◆ Problem details
Copy the entries from the line containing "of the concrete" through the last one, with "path" in place of "walkway" and everything else unchanged, and omit the pictures.
------------------------------
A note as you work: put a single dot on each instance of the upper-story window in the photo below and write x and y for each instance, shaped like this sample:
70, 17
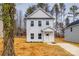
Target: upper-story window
47, 22
32, 23
39, 36
32, 35
39, 23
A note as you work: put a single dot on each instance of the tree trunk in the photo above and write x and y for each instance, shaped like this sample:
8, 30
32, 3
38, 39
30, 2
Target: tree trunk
8, 45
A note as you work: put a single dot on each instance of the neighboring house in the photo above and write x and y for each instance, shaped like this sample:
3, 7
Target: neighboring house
71, 32
39, 26
1, 22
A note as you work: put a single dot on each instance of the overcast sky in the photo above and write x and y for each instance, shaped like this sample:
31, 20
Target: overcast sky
23, 7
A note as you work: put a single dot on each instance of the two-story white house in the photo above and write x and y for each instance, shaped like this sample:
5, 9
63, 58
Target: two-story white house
40, 26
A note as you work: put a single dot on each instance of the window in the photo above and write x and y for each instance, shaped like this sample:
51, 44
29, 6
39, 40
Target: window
32, 35
32, 23
71, 29
47, 22
39, 23
39, 36
47, 34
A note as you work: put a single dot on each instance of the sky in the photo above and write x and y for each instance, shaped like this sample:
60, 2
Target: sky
23, 7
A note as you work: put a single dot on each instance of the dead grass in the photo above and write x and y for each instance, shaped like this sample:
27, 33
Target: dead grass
36, 49
61, 40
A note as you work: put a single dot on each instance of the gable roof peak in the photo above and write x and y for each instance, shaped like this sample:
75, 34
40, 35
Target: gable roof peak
49, 15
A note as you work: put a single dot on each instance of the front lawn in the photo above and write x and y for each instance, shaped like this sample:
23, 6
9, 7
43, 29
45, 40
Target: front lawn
36, 49
61, 40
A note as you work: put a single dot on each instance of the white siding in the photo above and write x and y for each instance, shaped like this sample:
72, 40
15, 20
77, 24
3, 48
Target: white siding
72, 36
37, 29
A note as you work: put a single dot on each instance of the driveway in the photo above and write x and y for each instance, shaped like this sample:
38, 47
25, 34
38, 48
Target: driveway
70, 48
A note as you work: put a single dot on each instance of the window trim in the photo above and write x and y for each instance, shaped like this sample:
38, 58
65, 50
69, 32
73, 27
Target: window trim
32, 23
39, 23
47, 22
32, 35
39, 36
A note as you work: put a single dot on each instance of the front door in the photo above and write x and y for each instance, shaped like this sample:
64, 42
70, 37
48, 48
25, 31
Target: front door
47, 37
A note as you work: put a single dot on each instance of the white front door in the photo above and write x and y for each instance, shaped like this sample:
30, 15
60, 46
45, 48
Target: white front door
48, 37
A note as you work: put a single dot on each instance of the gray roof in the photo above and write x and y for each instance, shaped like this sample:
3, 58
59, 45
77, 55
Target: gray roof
73, 23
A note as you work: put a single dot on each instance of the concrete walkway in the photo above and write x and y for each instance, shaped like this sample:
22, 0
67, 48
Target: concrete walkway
69, 47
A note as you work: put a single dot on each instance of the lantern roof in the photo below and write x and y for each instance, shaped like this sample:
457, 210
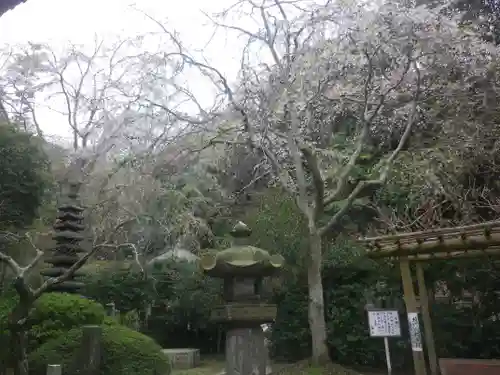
------------------------------
◆ Solution below
A note as you work: put a single dot on each instance of the concrete path in the photo above and write x and y for each instance, shaped like this sample:
22, 0
67, 48
Target: concrete path
69, 47
A note as you work: put a single dot on each instance of the lantern roof in the photo below and write x and y for each instance, shaped like this sample:
457, 210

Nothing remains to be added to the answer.